= Beginning of Section =

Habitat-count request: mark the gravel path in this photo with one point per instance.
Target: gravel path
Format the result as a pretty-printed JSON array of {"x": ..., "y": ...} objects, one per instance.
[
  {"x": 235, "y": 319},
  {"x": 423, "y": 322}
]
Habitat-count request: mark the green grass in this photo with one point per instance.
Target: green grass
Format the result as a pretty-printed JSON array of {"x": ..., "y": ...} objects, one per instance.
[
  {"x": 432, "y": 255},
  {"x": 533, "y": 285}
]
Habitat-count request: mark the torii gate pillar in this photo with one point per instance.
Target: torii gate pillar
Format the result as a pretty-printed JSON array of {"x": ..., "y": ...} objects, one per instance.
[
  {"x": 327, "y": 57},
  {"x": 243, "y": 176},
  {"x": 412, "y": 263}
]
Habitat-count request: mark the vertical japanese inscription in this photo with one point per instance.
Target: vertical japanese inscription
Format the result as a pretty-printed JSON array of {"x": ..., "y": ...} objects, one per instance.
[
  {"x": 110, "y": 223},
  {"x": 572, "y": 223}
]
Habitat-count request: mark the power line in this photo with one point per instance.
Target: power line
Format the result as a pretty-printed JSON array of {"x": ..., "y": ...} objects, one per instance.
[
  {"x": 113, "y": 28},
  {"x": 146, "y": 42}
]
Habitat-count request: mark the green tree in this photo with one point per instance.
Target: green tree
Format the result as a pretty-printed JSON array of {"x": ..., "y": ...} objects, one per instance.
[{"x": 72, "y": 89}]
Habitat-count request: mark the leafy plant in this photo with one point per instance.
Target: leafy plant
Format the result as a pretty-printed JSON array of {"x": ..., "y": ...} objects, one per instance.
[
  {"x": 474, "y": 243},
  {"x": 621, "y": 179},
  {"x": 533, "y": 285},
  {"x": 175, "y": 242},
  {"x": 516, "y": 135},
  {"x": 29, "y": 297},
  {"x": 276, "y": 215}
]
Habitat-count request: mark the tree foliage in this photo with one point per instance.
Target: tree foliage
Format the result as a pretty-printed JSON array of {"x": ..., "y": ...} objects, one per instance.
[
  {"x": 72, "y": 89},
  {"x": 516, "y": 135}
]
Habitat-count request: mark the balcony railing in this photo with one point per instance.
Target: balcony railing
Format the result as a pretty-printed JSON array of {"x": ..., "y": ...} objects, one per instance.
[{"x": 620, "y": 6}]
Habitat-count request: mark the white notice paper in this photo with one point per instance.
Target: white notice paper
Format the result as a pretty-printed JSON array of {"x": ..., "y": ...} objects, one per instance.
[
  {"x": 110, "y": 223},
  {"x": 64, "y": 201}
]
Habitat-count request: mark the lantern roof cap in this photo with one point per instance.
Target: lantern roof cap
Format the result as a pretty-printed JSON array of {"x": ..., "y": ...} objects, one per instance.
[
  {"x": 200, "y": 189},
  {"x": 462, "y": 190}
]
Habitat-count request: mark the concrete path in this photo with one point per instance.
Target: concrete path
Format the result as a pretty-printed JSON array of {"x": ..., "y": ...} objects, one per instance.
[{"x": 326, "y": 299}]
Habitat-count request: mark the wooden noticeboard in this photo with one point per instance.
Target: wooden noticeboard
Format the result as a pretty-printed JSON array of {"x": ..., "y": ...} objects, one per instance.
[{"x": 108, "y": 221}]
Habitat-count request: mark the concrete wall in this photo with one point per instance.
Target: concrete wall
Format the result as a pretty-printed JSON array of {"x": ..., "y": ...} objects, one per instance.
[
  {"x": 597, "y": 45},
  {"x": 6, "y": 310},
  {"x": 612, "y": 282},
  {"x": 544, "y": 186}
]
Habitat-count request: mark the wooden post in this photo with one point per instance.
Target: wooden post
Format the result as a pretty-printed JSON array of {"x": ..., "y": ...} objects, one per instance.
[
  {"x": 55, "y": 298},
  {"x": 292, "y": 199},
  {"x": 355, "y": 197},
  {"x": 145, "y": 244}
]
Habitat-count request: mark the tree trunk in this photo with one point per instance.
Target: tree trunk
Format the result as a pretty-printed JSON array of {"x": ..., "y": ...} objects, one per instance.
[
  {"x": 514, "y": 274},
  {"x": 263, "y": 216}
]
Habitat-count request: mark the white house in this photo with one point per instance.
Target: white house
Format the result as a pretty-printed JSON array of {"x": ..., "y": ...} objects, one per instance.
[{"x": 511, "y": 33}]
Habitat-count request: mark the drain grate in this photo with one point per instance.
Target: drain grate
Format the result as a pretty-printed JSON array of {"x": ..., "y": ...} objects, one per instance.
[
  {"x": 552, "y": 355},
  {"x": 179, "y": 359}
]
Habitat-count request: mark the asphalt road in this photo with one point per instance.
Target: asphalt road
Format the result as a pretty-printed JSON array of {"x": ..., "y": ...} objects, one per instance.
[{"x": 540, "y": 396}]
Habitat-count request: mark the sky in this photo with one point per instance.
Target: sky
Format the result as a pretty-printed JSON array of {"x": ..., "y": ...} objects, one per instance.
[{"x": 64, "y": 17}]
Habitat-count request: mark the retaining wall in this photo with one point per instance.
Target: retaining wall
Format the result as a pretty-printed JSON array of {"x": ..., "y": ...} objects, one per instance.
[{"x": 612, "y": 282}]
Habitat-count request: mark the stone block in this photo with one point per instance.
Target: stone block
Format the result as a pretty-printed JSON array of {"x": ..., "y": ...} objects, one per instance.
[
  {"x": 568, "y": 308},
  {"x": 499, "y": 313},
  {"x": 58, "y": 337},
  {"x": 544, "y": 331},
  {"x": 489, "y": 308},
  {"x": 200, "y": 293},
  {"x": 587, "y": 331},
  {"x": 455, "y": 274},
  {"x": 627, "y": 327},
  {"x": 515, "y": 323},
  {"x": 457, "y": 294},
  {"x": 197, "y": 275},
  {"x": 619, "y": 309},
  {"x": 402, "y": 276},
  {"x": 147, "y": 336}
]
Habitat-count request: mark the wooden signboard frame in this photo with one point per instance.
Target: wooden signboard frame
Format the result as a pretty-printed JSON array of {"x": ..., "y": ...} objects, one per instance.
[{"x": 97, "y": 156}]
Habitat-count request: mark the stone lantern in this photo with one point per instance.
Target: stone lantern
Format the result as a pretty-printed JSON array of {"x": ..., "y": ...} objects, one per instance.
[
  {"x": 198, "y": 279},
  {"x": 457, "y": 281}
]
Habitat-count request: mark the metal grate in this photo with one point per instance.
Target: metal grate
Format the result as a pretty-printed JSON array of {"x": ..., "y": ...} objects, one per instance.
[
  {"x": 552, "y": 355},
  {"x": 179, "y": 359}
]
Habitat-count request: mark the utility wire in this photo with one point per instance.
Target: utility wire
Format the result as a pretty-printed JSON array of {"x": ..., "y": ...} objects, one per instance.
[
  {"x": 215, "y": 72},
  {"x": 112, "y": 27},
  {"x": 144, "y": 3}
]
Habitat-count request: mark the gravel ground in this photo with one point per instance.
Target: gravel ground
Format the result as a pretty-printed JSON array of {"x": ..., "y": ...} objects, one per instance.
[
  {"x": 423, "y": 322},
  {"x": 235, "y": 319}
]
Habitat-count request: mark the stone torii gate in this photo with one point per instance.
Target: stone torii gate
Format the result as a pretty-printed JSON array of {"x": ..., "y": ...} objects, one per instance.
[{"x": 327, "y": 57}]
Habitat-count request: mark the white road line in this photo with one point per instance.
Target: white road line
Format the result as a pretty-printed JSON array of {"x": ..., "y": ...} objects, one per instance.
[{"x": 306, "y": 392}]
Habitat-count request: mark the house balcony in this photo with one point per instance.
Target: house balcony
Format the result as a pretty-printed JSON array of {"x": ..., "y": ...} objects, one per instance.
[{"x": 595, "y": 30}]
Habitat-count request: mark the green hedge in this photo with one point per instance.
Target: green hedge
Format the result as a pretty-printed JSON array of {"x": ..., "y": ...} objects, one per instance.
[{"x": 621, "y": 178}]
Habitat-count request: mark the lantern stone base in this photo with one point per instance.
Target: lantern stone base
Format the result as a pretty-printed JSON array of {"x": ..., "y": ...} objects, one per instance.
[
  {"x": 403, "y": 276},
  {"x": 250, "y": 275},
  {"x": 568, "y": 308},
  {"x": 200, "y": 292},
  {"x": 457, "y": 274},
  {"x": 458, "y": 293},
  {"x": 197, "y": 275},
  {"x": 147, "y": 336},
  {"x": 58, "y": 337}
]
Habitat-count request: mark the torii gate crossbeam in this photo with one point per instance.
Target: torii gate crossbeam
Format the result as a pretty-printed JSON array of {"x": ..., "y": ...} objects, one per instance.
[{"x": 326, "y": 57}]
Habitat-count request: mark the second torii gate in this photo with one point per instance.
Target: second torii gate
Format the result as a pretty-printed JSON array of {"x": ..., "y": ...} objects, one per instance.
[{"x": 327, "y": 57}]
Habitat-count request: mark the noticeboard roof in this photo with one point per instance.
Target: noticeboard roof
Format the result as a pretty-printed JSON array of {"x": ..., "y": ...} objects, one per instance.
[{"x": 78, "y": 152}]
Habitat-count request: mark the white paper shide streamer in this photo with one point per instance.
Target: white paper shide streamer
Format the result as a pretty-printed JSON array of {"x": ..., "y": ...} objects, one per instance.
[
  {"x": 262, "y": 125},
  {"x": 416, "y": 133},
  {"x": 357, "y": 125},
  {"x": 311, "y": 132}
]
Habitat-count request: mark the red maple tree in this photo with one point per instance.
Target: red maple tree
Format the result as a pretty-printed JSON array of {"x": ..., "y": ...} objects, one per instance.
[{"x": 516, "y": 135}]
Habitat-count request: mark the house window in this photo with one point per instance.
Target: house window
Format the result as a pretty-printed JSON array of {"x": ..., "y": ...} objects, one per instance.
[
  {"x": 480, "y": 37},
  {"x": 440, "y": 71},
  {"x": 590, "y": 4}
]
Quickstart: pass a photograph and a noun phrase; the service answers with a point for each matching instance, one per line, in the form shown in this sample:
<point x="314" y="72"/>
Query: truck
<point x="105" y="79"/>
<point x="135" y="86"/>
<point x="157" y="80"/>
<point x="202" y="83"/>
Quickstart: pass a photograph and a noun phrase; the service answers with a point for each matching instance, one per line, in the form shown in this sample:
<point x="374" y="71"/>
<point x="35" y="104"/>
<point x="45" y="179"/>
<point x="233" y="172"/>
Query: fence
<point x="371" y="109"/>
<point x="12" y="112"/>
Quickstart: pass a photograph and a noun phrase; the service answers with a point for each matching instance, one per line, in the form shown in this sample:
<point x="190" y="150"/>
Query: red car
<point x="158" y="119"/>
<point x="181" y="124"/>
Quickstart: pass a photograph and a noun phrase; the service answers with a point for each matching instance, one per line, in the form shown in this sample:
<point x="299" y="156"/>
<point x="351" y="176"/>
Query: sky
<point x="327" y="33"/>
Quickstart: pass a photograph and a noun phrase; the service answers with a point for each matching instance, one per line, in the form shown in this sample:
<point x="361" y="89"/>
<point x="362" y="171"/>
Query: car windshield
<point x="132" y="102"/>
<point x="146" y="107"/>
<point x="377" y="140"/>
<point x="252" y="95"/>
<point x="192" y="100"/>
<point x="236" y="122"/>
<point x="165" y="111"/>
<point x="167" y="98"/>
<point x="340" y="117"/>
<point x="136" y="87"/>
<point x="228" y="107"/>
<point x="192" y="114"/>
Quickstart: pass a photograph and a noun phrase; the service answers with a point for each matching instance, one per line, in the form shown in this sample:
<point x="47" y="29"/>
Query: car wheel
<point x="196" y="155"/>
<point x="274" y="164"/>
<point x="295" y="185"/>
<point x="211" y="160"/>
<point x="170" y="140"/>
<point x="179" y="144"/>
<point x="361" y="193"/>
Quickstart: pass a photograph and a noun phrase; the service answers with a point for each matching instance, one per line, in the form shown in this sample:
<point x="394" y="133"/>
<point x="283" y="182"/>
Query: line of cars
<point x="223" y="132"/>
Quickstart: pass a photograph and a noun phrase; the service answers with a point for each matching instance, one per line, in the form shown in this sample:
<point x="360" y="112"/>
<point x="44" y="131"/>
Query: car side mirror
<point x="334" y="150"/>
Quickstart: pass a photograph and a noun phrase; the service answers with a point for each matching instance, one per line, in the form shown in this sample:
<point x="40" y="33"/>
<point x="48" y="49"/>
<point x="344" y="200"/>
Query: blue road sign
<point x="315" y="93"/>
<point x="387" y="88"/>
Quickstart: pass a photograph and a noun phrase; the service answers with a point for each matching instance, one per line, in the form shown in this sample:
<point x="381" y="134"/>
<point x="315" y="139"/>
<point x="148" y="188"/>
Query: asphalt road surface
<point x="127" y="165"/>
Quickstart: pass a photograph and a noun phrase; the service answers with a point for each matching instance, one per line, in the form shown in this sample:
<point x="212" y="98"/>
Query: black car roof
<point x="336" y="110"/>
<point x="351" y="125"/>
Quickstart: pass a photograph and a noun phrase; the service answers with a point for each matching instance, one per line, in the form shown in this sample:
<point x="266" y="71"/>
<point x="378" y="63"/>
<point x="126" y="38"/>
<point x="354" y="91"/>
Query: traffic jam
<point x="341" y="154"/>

= End of Section =

REQUIREMENT: Nothing but the lines from the line that contains "Query: blue road sign" to the last line of the records above should appear in the answer; please copy them exactly.

EXERCISE SOLUTION:
Query: blue road sign
<point x="315" y="93"/>
<point x="387" y="88"/>
Quickstart: pass a photograph and a noun phrase; the service answers with a point for each matching instance, one per line, in the form shown in this sample:
<point x="381" y="134"/>
<point x="315" y="139"/>
<point x="148" y="188"/>
Query: asphalt road surface
<point x="127" y="165"/>
Quickstart: pass a photograph and a noun phrase; the service answers with a point for each matching instance, one per line, in the form shown in this sample:
<point x="212" y="98"/>
Query: black car roof
<point x="336" y="110"/>
<point x="351" y="125"/>
Quickstart: pass a photograph and a noun phrase; the service answers with a point for each matching instance, one per line, in the form shown in this sample:
<point x="266" y="71"/>
<point x="378" y="63"/>
<point x="126" y="38"/>
<point x="354" y="91"/>
Query: traffic jam
<point x="341" y="154"/>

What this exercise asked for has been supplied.